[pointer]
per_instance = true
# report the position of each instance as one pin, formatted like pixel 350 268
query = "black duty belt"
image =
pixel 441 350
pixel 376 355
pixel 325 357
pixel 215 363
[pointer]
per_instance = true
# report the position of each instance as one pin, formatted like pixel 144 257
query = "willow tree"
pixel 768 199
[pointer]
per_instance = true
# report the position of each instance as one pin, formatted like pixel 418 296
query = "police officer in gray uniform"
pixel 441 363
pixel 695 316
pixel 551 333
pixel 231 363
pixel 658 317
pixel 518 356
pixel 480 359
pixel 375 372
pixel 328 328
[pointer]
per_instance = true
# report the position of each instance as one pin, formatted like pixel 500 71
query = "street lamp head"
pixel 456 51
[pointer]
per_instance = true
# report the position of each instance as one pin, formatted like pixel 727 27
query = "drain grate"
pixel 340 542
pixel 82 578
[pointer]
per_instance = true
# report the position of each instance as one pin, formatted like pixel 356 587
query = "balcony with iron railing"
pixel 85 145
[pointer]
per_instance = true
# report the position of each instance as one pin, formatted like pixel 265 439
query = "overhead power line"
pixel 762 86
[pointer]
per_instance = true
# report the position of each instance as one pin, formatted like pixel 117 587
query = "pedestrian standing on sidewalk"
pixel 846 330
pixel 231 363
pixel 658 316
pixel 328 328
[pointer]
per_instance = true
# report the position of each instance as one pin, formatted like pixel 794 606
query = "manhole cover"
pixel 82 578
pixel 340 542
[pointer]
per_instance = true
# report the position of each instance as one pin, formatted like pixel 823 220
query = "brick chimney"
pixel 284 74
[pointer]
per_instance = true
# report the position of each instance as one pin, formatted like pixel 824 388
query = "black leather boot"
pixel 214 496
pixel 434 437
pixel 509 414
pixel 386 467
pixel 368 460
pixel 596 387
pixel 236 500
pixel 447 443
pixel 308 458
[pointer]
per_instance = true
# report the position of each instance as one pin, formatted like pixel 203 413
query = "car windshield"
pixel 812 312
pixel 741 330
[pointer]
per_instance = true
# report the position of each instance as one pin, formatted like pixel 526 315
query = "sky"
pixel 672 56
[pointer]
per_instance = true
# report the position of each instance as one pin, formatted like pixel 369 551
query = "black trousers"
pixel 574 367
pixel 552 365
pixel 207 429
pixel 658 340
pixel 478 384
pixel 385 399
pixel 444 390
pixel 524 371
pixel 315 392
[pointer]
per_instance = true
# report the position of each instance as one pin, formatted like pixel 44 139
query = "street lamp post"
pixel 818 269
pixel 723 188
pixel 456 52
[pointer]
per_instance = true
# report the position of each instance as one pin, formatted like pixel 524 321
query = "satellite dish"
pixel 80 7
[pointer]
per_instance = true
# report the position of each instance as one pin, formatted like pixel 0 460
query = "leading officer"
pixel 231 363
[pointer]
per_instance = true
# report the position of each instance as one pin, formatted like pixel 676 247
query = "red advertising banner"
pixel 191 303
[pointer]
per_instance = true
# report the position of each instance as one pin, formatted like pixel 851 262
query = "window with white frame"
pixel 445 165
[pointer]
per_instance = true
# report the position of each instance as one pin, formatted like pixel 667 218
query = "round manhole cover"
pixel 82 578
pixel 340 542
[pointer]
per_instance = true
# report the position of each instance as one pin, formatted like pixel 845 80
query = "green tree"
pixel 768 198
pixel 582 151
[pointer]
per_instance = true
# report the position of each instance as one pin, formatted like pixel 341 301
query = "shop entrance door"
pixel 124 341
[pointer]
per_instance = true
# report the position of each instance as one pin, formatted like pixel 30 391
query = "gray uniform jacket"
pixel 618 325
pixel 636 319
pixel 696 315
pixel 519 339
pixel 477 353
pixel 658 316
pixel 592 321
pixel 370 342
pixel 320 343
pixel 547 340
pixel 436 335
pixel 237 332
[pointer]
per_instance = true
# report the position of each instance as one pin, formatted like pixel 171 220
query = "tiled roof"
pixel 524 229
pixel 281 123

» Written problem: Count the lines of the data above that contain the string "street", treating uppercase and lowercase as different. Give only the number.

» Task answer: 2